● **WORK TO COMPLETE**: According to the excerpt on processors and storage media, what may the devices containing processors contain at a minimum?

● **SELECTED EXCERPT**:
-- Begin --

In addition, the methods described herein may be implemented in a
computer program, software, or firmware incorporated in a computer
readable medium for execution by a computer or processor. Examples
of non-transitory computer-readable storage media include, but are
not limited to, a read only memory (ROM), random access memory
(RAM), a register, cache memory, semiconductor memory devices,
magnetic media such as internal hard disks and removable disks,
magneto-optical media, and optical media such as CD-ROM disks, and
digital versatile disks (DVDs). A processor in association with
software may be used to implement a radio frequency transceiver for
use in a WTRU 102, UE, terminal, base station, RNC, or any host
computer.
[0264] Moreover, in the embodiments described above, processing
platforms, computing systems, controllers, and other devices
containing processors are noted. These devices may contain at least
one Central Processing Unit ("CPU") and memory. In accordance with
the practices of persons skilled in the art of computer
programming, reference to acts and symbolic representations of
operations or instructions may be performed by the various CPUs and
memories. Such acts and operations or instructions may be referred
to as being "executed," "computer executed" or "CPU executed."

-- End --

Stored data:
-- Begin --

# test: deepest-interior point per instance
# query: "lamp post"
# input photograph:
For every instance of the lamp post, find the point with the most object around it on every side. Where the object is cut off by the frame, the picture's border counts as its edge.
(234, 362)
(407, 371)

-- End --

● **SOLUTION TO THIS EXERCISE**: At least one Central Processing Unit ("CPU") and memory.